-- Text segment follows --

But the researchers had a hunch that some of us had a bad start -- beginning in the womb -- because our mothers were highly stressed during pregnancy. There's an avalanche of evidence that women who are under extreme duress in pregnancy have kids who have shorter attention spans, lower IQs, memory deficiencies and health problems.

Could prenatal stress also set a baby's life expectancy clock to tick faster?

One way to find out is to look at the genes of people whose mothers were extremely stressed during pregnancy. In each of our cells are DNA-protein complexes called telomeres that are attached to the end of chromosomes. Telomeres are often compared to the plastic aglet, or cap, at the end of a shoelace to keep it from fraying. Each time a cell divides, the telomere cap shortens. This makes telomeres something of a longevity marker. People with long caps at the end of their DNA strands tend to live longer than people who have short caps. Young people generally have longer caps than old people, and healthy people have longer caps than those less healthy. It doesn't matter how long your shoelace is; what counts is the length and integrity of the cap.

In the UCI study, researchers recruited nearly one hundred volunteers in their twenties. About half were selected because their mothers experienced a horrid event during pregnancy. The scientists weren't looking for the normal pregnancy stressors -- work-life balance, weight gain, fretting about the baby's health and so on. They meant extreme stressors: a sudden divorce, a death in the family, a natural disaster, and physical or emotional abuse.

-- Text segment concluded --
-- Supplied data follows --

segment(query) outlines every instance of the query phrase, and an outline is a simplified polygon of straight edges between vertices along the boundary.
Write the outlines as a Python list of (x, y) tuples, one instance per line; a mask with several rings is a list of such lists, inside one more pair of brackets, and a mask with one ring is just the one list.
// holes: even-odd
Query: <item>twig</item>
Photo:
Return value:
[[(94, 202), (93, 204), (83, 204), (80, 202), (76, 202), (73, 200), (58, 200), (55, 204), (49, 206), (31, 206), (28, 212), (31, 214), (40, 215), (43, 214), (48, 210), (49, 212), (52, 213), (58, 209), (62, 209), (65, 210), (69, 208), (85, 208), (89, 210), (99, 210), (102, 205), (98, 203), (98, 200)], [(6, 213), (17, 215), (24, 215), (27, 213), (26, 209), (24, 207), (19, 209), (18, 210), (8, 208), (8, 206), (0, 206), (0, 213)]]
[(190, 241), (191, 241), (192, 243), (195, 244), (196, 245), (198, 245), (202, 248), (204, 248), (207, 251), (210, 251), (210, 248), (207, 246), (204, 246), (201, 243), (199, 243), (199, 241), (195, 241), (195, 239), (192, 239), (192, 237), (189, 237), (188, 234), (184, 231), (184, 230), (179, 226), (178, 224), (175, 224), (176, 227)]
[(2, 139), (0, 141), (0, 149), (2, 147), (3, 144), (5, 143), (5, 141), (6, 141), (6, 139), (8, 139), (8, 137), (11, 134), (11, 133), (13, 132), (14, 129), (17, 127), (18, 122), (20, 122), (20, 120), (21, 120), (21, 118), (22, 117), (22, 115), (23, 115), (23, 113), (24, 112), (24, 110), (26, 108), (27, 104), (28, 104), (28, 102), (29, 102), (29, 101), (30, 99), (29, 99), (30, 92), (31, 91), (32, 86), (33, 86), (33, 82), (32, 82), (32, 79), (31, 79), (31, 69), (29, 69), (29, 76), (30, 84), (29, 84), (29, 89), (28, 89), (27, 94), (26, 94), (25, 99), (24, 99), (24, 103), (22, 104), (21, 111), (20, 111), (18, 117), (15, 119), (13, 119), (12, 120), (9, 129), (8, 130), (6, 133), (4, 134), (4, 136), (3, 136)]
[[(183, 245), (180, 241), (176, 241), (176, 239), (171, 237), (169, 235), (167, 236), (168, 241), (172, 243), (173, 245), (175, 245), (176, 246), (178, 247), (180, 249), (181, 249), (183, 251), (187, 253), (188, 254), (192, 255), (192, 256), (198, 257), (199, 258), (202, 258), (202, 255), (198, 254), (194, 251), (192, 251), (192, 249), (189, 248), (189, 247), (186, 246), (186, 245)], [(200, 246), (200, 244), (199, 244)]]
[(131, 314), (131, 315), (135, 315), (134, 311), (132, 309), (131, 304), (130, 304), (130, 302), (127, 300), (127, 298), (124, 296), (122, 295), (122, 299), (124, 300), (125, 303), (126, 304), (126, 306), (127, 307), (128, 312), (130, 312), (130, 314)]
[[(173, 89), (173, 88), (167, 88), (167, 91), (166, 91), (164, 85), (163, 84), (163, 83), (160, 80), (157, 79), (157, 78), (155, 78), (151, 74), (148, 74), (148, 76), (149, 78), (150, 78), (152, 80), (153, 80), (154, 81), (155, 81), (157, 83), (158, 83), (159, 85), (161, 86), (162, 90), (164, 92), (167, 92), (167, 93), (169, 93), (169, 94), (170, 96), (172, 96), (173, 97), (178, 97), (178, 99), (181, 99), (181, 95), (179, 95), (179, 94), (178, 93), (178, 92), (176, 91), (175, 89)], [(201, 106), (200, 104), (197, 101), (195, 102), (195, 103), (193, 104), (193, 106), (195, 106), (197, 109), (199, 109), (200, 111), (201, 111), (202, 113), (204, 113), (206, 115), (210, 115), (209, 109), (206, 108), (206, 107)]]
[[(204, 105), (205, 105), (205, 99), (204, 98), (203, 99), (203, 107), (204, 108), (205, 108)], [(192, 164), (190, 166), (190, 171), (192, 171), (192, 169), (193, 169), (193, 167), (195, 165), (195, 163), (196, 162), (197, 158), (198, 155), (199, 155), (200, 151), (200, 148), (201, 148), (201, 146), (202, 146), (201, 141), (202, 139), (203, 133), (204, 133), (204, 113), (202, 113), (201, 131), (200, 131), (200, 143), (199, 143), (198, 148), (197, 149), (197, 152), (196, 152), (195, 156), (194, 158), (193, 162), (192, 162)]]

-- Supplied data concluded --

## To do:
According to the text on prenatal stress, what happens to the telomere cap each time a cell divides? The records are separate material and have nothing to do with the text on prenatal stress.

## Exercise output:
It shortens.